** Given request **
Reproduce every line of the entries below word for word, with nothing added, dropped, or changed.
┌─ Records shown
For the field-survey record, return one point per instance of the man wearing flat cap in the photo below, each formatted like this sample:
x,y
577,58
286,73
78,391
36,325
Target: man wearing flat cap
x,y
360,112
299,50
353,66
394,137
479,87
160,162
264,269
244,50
└─
** Answer for this exercise **
For the field-survey record, return one point per instance of the man wearing flat cap in the photo below, each formatted like this sample:
x,y
577,58
286,73
78,391
36,325
Target: man wearing flat cap
x,y
360,112
299,50
353,66
394,137
479,87
160,162
264,269
244,50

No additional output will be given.